El siberiano Aleksandr Sokurov fue definido por Tarkovski como uno de los pocos genios del cine, sufrió durante años la censura del gobierno soviético y es uno de los directores contemporáneos más prolíficos. Finalmente se estrena en la Argentina su obra maestra, Madre e hijo, en la que comulgan una experimentación visual única en la historia del cine y una austeridad extrema para retratar a un hijo junto a su madre que agoniza.

 

Por HORACIO BERNADES

Una mujer enferma agoniza, y su hijo la atiende, durante las últimas horas de vida. Dirigida por el ruso Aleksandr Sokurov, Madre e hijo permite responder con rapidez aquella vieja e incómoda pregunta: “¿De qué se trata la película?”. Claro que la respuesta puede resultar la más frustrante del mundo para la clase de espectador que suele hacer esa clase de pregunta, y que suele esperar un cúmulo de peripecias dramáticas. Madre e hijo es una de esas películas en las que “no pasa nada”, si por “pasar” se entienden acciones físicas concretas y visibles, encadenadas en un relato tan progresivo como codificado.

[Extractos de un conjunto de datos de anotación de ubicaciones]

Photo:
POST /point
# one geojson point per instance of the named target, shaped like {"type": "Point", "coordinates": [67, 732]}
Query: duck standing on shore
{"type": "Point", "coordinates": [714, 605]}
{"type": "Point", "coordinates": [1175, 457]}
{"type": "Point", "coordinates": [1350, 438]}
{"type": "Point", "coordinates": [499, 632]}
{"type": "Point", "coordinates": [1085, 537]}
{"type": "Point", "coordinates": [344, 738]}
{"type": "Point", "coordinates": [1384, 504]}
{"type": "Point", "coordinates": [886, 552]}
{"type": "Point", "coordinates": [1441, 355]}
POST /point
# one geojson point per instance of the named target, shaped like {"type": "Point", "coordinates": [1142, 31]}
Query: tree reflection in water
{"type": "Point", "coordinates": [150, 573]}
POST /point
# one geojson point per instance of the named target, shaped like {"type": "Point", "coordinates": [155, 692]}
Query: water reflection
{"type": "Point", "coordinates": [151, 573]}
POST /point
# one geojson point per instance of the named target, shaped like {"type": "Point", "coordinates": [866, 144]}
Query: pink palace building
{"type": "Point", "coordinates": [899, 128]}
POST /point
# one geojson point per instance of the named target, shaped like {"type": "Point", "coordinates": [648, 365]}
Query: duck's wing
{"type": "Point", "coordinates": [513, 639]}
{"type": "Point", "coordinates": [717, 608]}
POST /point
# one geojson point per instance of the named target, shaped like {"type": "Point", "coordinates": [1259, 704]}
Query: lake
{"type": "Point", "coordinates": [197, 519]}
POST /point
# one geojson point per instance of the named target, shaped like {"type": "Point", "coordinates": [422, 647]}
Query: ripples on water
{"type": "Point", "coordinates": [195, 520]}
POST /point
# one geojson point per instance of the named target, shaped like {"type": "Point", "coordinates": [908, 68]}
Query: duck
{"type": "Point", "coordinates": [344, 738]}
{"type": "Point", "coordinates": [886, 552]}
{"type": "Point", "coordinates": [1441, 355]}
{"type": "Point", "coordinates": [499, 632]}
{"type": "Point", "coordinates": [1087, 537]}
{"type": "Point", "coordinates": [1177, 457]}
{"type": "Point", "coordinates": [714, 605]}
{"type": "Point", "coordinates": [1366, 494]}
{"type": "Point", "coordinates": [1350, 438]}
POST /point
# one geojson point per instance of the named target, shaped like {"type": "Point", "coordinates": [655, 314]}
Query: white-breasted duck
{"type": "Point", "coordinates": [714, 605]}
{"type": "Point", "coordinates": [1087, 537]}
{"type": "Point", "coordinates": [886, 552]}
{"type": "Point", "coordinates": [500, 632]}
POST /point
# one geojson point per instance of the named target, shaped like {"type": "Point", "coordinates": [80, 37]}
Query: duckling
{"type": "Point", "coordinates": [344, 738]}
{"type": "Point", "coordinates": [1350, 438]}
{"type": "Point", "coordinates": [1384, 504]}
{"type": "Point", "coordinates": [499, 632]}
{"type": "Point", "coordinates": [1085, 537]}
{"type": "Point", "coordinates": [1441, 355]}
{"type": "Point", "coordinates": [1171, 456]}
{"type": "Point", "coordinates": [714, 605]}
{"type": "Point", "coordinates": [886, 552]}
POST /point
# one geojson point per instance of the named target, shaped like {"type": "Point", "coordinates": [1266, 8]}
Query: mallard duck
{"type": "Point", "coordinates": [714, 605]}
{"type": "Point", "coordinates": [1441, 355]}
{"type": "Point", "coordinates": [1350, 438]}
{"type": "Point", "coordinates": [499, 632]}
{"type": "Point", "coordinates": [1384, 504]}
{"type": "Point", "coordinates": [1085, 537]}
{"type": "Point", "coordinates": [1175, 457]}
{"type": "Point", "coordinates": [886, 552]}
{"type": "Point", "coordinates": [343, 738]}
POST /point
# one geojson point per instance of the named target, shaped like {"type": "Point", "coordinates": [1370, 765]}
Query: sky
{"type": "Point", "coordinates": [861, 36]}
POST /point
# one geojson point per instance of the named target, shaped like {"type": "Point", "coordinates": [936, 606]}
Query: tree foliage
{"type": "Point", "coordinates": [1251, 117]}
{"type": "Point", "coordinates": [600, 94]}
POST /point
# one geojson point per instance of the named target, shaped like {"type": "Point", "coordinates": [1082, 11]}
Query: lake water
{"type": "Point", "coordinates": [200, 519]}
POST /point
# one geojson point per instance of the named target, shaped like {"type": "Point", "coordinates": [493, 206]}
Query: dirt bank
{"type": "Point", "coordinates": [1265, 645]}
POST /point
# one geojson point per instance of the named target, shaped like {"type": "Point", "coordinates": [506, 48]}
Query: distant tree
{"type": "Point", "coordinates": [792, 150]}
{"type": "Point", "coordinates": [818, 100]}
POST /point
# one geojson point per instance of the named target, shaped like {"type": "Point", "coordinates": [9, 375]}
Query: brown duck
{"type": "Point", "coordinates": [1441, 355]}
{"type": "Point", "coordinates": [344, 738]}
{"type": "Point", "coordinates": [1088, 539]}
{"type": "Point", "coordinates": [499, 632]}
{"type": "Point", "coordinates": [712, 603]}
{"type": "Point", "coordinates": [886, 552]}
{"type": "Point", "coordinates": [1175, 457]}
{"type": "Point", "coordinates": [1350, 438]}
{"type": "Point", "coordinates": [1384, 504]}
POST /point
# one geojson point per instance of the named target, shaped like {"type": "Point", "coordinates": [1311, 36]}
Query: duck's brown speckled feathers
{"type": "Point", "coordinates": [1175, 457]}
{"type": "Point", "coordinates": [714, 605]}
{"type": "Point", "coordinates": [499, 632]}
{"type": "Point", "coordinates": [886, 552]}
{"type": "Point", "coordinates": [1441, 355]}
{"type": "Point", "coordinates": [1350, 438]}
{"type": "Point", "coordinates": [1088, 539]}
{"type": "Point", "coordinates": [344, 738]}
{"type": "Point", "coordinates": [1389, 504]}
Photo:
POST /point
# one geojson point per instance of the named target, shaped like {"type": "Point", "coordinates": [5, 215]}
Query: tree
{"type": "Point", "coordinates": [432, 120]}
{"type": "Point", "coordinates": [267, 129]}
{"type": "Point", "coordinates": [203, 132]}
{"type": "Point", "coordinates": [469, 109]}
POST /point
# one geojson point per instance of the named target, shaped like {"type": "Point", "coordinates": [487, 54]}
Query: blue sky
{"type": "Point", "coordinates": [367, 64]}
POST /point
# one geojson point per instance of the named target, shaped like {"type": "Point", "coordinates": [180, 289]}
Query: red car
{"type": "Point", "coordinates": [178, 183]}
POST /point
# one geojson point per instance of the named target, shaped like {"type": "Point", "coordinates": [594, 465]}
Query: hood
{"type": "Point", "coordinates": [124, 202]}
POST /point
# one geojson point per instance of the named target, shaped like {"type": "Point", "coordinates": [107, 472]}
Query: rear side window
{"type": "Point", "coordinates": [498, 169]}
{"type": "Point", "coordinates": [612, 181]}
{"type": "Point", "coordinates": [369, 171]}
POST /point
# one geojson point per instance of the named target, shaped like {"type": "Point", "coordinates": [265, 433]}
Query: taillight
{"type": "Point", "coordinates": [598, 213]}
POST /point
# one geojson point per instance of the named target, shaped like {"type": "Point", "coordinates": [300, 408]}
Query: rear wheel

En qué consiste:
Transcriba de nuevo el pasaje de la reseña cinematográfica que comienza con las palabras que contienen "Una mujer enferma" y termina con "progresivo como codificado.". Sustituya en él "espectador" por "público".

Respuesta redactada:
Una mujer enferma agoniza, y su hijo la atiende, durante las últimas horas de vida. Dirigida por el ruso Aleksandr Sokurov, Madre e hijo permite responder con rapidez aquella vieja e incómoda pregunta: “¿De qué se trata la película?”. Claro que la respuesta puede resultar la más frustrante del mundo para la clase de público que suele hacer esa clase de pregunta, y que suele esperar un cúmulo de peripecias dramáticas. Madre e hijo es una de esas películas en las que “no pasa nada”, si por “pasar” se entienden acciones físicas concretas y visibles, encadenadas en un relato tan progresivo como codificado.